··· Stored data

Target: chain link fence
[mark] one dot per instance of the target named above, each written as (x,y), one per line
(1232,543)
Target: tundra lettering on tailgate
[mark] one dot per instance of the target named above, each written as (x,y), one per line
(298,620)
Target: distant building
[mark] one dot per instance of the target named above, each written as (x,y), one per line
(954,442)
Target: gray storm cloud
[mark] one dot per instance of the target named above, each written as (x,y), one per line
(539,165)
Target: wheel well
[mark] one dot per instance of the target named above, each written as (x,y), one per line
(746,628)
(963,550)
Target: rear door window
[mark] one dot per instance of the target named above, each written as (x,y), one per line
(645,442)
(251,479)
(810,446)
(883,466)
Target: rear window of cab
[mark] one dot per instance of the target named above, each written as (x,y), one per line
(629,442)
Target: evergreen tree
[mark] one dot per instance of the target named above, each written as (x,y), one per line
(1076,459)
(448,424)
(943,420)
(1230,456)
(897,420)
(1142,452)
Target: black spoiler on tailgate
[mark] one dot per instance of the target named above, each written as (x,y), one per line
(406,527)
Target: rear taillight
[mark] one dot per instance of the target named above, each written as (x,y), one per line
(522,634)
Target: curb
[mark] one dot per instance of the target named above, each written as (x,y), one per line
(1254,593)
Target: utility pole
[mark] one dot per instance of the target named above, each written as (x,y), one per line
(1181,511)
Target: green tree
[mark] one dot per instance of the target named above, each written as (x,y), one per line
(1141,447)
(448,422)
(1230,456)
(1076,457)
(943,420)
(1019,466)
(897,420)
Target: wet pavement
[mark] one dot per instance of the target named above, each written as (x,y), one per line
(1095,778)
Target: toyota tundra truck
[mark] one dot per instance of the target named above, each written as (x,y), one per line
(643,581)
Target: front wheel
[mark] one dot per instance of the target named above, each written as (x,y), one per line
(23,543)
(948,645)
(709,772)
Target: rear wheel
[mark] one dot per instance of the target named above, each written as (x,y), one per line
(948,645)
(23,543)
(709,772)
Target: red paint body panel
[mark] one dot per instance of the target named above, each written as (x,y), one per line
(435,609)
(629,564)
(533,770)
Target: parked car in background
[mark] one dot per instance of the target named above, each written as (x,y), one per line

······

Extract every line of the entries above and reproduce each one verbatim, keeping the original order and omitting nothing.

Target: chain link fence
[mark] one dot per instance of the target named above, each written as (x,y), one per line
(1232,543)
Target: tundra lettering on tailgate
[mark] one dot per instance of the target named above, each written as (x,y), one per line
(298,620)
Target: distant building
[mark] one dot per instance of the target named above, each written as (x,y), one per line
(954,442)
Target: gray storm cloud
[mark] one dot per instance of the target named above, each written as (x,y), one per line
(539,165)
Target: wheel well
[mark] one dot per instance of the target named above, each written as (x,y), one per line
(746,628)
(963,550)
Target: rear door window
[mark] one dot per instance of the target named above, each written as (x,y), one per line
(645,442)
(251,479)
(810,446)
(883,466)
Target: rear window of cab
[mark] one dot per instance of the target named above, each written as (x,y), one per line
(629,442)
Target: evergreen tree
[mark] one dot per instance of the target named above, each written as (x,y), one per line
(1076,459)
(448,424)
(943,420)
(1230,456)
(897,420)
(1142,452)
Target: black spoiler on tailgate
[mark] one dot per instance of the target named above, each written as (x,y), one per line
(406,527)
Target: rear taillight
[mark] one dot per instance of the target named above, each written as (x,y), one per line
(522,634)
Target: curb
[mark] one dot per instance of the target named above, each written as (x,y), one per line
(1254,593)
Target: utility pole
[mark] one dot per instance of the target named above, each written as (x,y), one per line
(1181,511)
Target: green tree
[mark] one dot per instance of the target named above, each written as (x,y), one per line
(1141,447)
(448,422)
(1230,456)
(1076,457)
(943,420)
(1019,466)
(897,420)
Target: wet pavement
[mark] one dot per instance of the target named above, each written as (x,y), one per line
(1095,778)
Target: toyota tundra truck
[mark] one dot per instance of the target named above, each written as (x,y), one per line
(643,581)
Target: front wheel
[mark] one dot per instance of the target named above, each written as (x,y), one per line
(23,543)
(948,645)
(709,772)
Target: rear wheel
[mark] one dot per instance of the target named above, each written as (x,y), one per line
(948,645)
(23,543)
(709,772)
Target: red paint body panel
[mark] one dot per instance of the target named above, each written as (x,y), one per line
(435,609)
(629,564)
(533,770)
Target: parked car in background
[mark] one dot per instance of the target named above, each written as (x,y), one per line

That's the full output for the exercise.